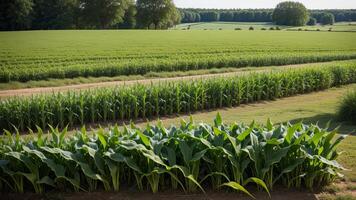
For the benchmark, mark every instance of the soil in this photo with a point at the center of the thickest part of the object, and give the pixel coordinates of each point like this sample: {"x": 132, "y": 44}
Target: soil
{"x": 277, "y": 195}
{"x": 32, "y": 91}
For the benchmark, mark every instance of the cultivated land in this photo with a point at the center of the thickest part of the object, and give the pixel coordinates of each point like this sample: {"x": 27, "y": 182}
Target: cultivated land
{"x": 227, "y": 25}
{"x": 340, "y": 26}
{"x": 54, "y": 85}
{"x": 260, "y": 80}
{"x": 312, "y": 108}
{"x": 71, "y": 54}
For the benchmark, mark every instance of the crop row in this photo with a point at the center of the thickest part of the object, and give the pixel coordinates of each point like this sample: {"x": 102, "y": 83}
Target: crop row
{"x": 38, "y": 71}
{"x": 190, "y": 157}
{"x": 167, "y": 98}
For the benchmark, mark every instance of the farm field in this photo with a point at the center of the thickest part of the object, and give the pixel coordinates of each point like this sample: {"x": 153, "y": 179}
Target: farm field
{"x": 79, "y": 84}
{"x": 108, "y": 99}
{"x": 72, "y": 54}
{"x": 227, "y": 26}
{"x": 241, "y": 94}
{"x": 167, "y": 98}
{"x": 316, "y": 107}
{"x": 339, "y": 26}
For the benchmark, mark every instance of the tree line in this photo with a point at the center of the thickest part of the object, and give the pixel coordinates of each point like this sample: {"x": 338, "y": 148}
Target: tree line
{"x": 87, "y": 14}
{"x": 147, "y": 14}
{"x": 255, "y": 15}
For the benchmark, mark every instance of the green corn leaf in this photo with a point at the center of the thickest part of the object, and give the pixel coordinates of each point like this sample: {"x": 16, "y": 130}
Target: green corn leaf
{"x": 101, "y": 137}
{"x": 258, "y": 182}
{"x": 238, "y": 187}
{"x": 218, "y": 120}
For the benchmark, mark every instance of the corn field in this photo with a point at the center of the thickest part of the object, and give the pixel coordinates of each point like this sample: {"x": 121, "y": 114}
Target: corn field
{"x": 43, "y": 55}
{"x": 190, "y": 158}
{"x": 151, "y": 101}
{"x": 37, "y": 71}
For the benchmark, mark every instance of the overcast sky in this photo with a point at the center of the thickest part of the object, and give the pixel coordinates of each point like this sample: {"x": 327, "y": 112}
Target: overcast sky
{"x": 310, "y": 4}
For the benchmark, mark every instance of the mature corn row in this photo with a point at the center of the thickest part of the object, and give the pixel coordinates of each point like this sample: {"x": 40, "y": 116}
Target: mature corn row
{"x": 190, "y": 157}
{"x": 143, "y": 66}
{"x": 147, "y": 101}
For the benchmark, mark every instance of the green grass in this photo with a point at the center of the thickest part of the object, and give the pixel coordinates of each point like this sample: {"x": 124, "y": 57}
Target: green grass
{"x": 227, "y": 25}
{"x": 40, "y": 55}
{"x": 155, "y": 75}
{"x": 166, "y": 99}
{"x": 340, "y": 26}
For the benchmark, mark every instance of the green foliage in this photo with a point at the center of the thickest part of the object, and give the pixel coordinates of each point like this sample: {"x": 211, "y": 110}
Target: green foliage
{"x": 327, "y": 19}
{"x": 347, "y": 108}
{"x": 157, "y": 14}
{"x": 151, "y": 101}
{"x": 291, "y": 14}
{"x": 103, "y": 13}
{"x": 129, "y": 21}
{"x": 15, "y": 14}
{"x": 312, "y": 21}
{"x": 54, "y": 14}
{"x": 71, "y": 54}
{"x": 188, "y": 157}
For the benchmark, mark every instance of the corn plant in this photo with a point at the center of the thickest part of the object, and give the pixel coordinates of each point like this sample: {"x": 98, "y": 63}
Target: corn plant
{"x": 152, "y": 101}
{"x": 191, "y": 157}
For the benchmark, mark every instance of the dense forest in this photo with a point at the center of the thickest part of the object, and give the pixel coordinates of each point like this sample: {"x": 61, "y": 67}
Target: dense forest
{"x": 254, "y": 15}
{"x": 128, "y": 14}
{"x": 87, "y": 14}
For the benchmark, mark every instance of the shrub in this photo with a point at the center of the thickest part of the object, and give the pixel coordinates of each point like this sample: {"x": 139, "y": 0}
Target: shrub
{"x": 327, "y": 19}
{"x": 290, "y": 13}
{"x": 312, "y": 21}
{"x": 347, "y": 108}
{"x": 188, "y": 157}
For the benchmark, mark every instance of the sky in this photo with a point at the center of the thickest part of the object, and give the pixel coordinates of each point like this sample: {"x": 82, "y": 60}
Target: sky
{"x": 310, "y": 4}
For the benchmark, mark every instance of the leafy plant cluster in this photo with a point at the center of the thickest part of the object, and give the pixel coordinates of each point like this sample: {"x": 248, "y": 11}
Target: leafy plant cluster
{"x": 24, "y": 71}
{"x": 166, "y": 98}
{"x": 190, "y": 157}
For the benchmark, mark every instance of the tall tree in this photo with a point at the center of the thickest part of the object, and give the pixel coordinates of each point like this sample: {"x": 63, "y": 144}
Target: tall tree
{"x": 327, "y": 18}
{"x": 14, "y": 14}
{"x": 103, "y": 13}
{"x": 291, "y": 14}
{"x": 55, "y": 14}
{"x": 129, "y": 20}
{"x": 156, "y": 13}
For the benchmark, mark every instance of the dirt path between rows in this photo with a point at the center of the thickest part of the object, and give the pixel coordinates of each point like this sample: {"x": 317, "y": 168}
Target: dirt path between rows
{"x": 33, "y": 91}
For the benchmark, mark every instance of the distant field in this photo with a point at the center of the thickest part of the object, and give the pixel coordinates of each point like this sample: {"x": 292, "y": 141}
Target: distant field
{"x": 40, "y": 55}
{"x": 227, "y": 25}
{"x": 340, "y": 26}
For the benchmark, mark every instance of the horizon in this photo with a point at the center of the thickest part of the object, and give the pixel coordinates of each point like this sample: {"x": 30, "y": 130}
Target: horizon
{"x": 262, "y": 4}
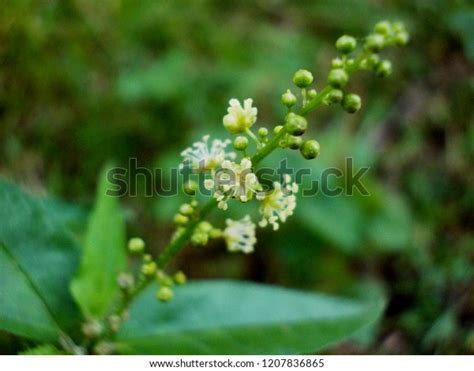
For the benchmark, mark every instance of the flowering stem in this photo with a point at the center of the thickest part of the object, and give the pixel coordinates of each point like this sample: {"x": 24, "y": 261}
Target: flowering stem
{"x": 183, "y": 237}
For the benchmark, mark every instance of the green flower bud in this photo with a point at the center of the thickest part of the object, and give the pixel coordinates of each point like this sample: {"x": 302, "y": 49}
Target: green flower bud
{"x": 302, "y": 78}
{"x": 136, "y": 245}
{"x": 335, "y": 96}
{"x": 215, "y": 233}
{"x": 240, "y": 143}
{"x": 295, "y": 124}
{"x": 186, "y": 209}
{"x": 337, "y": 63}
{"x": 164, "y": 294}
{"x": 310, "y": 149}
{"x": 114, "y": 322}
{"x": 180, "y": 219}
{"x": 180, "y": 278}
{"x": 338, "y": 78}
{"x": 147, "y": 258}
{"x": 294, "y": 142}
{"x": 383, "y": 28}
{"x": 312, "y": 93}
{"x": 277, "y": 129}
{"x": 351, "y": 103}
{"x": 149, "y": 269}
{"x": 372, "y": 61}
{"x": 125, "y": 281}
{"x": 401, "y": 38}
{"x": 262, "y": 132}
{"x": 346, "y": 44}
{"x": 92, "y": 329}
{"x": 374, "y": 43}
{"x": 383, "y": 69}
{"x": 190, "y": 187}
{"x": 288, "y": 98}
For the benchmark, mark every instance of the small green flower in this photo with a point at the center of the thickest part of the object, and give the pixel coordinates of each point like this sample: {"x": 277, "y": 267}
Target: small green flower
{"x": 351, "y": 103}
{"x": 288, "y": 98}
{"x": 136, "y": 245}
{"x": 383, "y": 69}
{"x": 180, "y": 278}
{"x": 383, "y": 28}
{"x": 335, "y": 96}
{"x": 149, "y": 269}
{"x": 294, "y": 142}
{"x": 303, "y": 78}
{"x": 262, "y": 132}
{"x": 310, "y": 149}
{"x": 240, "y": 143}
{"x": 295, "y": 124}
{"x": 374, "y": 43}
{"x": 312, "y": 93}
{"x": 338, "y": 77}
{"x": 240, "y": 118}
{"x": 181, "y": 219}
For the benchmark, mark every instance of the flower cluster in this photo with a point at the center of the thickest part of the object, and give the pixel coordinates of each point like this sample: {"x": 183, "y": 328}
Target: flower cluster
{"x": 230, "y": 169}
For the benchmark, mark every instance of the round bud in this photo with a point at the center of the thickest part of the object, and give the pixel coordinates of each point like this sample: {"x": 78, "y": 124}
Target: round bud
{"x": 295, "y": 124}
{"x": 277, "y": 129}
{"x": 186, "y": 209}
{"x": 383, "y": 28}
{"x": 372, "y": 61}
{"x": 288, "y": 98}
{"x": 190, "y": 187}
{"x": 180, "y": 278}
{"x": 294, "y": 142}
{"x": 310, "y": 149}
{"x": 180, "y": 219}
{"x": 240, "y": 143}
{"x": 302, "y": 78}
{"x": 335, "y": 96}
{"x": 337, "y": 63}
{"x": 136, "y": 245}
{"x": 312, "y": 93}
{"x": 383, "y": 69}
{"x": 338, "y": 77}
{"x": 346, "y": 44}
{"x": 164, "y": 294}
{"x": 374, "y": 43}
{"x": 149, "y": 269}
{"x": 262, "y": 132}
{"x": 351, "y": 103}
{"x": 401, "y": 38}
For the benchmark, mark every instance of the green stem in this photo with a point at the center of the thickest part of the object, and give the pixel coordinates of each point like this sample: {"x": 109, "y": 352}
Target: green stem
{"x": 180, "y": 241}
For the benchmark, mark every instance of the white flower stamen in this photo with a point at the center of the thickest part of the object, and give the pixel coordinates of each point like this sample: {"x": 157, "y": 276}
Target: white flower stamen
{"x": 240, "y": 235}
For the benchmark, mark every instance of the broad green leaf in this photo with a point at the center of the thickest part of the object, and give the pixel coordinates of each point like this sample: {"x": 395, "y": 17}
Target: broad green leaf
{"x": 230, "y": 317}
{"x": 104, "y": 256}
{"x": 37, "y": 262}
{"x": 22, "y": 310}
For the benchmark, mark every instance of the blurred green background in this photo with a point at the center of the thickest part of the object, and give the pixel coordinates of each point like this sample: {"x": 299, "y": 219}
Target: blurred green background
{"x": 82, "y": 82}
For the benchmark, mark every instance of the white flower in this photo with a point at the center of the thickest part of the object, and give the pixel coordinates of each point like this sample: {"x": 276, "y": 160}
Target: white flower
{"x": 239, "y": 118}
{"x": 279, "y": 204}
{"x": 201, "y": 157}
{"x": 235, "y": 181}
{"x": 239, "y": 235}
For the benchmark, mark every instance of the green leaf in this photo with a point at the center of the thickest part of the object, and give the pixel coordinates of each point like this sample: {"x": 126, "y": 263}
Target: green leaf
{"x": 22, "y": 310}
{"x": 229, "y": 317}
{"x": 104, "y": 255}
{"x": 38, "y": 260}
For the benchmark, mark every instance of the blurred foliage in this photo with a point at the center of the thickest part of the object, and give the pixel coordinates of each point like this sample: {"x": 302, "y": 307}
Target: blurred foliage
{"x": 83, "y": 82}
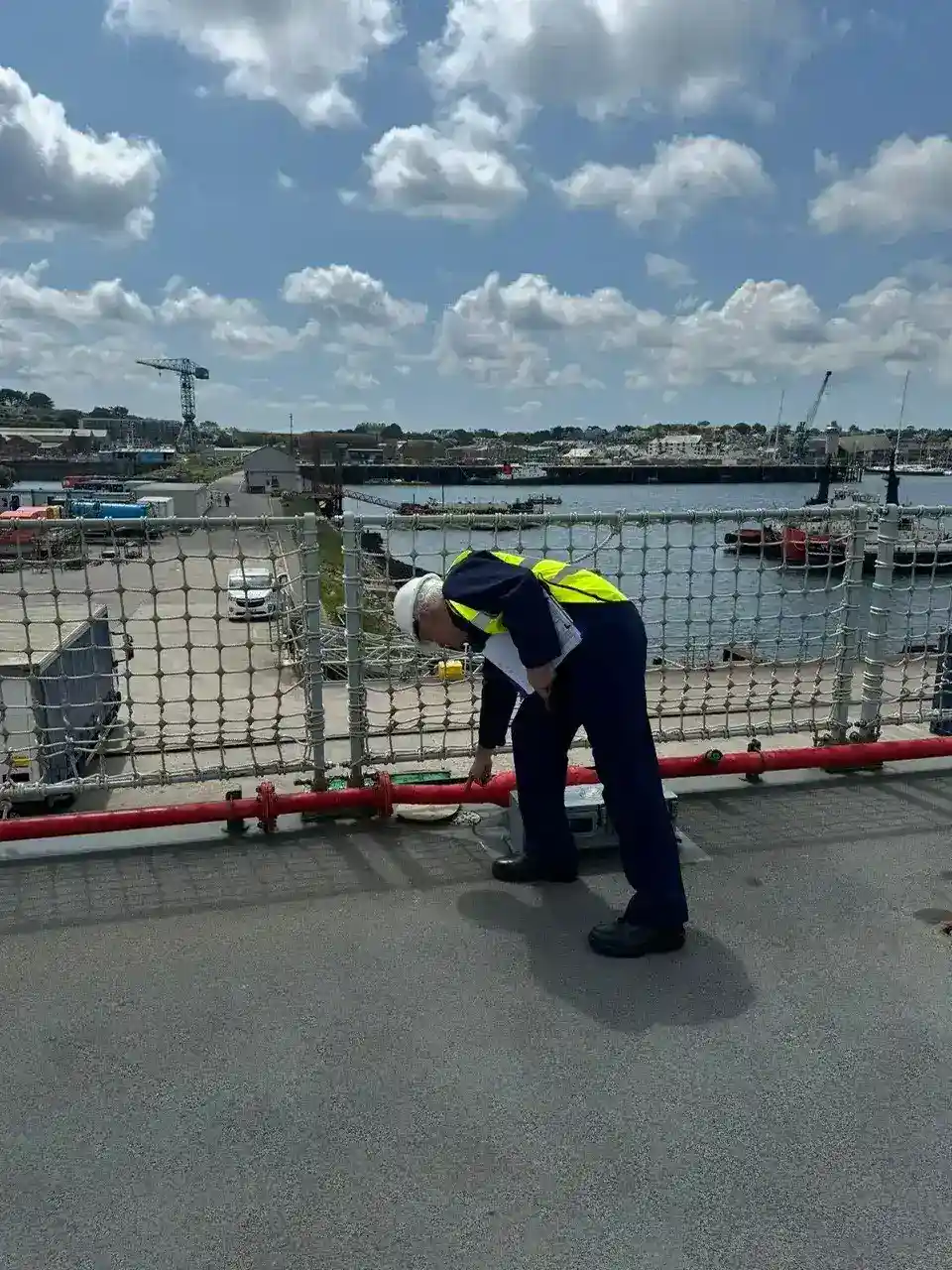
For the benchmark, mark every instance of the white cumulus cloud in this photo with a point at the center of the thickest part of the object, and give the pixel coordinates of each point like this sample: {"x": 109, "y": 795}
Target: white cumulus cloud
{"x": 456, "y": 169}
{"x": 295, "y": 53}
{"x": 352, "y": 300}
{"x": 687, "y": 176}
{"x": 55, "y": 176}
{"x": 610, "y": 56}
{"x": 906, "y": 189}
{"x": 673, "y": 273}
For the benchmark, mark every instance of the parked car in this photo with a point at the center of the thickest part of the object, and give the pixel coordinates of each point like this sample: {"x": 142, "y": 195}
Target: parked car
{"x": 255, "y": 590}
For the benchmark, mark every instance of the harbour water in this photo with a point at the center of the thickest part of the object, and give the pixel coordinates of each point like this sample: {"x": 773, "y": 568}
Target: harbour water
{"x": 696, "y": 597}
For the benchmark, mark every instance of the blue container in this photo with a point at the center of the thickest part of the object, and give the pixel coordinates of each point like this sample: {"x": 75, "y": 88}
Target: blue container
{"x": 108, "y": 511}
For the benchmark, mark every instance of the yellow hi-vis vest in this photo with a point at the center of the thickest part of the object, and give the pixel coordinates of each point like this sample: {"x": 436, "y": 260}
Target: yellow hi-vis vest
{"x": 566, "y": 584}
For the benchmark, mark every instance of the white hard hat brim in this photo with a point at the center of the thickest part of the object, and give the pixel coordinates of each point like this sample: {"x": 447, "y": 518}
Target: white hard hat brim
{"x": 405, "y": 604}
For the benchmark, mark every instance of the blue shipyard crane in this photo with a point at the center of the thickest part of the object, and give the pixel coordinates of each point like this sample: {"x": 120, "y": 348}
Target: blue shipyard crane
{"x": 802, "y": 431}
{"x": 186, "y": 371}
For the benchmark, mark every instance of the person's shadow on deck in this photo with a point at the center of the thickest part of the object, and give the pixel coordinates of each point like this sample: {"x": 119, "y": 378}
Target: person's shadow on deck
{"x": 701, "y": 983}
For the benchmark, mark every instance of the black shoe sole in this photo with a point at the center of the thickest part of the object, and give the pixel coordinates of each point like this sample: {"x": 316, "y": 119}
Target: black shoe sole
{"x": 662, "y": 944}
{"x": 531, "y": 880}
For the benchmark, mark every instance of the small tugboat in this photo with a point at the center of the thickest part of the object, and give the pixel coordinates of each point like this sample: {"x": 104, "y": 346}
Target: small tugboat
{"x": 826, "y": 545}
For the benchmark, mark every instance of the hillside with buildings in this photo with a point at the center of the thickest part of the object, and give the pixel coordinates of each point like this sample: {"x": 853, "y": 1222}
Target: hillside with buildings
{"x": 36, "y": 434}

● Do this
Return the lines beginning at the one that contains "For the benchmark, mark every instance of the black" and continuing through the last line of the data, exactly as they stand and without any others.

● Task result
For the benchmark, mark every instance of the black shoe sole in this photo with a point at the center of the thickest part of the object, and give the pixel coordinates of each point like this sample: {"x": 316, "y": 119}
Target: black shoe sole
{"x": 662, "y": 944}
{"x": 531, "y": 880}
For the benchmark, mark every instance of the small tugboat in this photo with a point at the center of the thickest part of the object, and give the pixel coordinates of each point like this sample: {"x": 104, "y": 346}
Target: small tugboat
{"x": 826, "y": 545}
For the benchmark, mark every instance of the hillside with buildings in this photo with a point at the center of the thickest part of the object, and give the pixel coordinates of each point like this sample: {"x": 853, "y": 1222}
Target: hillside with buildings
{"x": 36, "y": 434}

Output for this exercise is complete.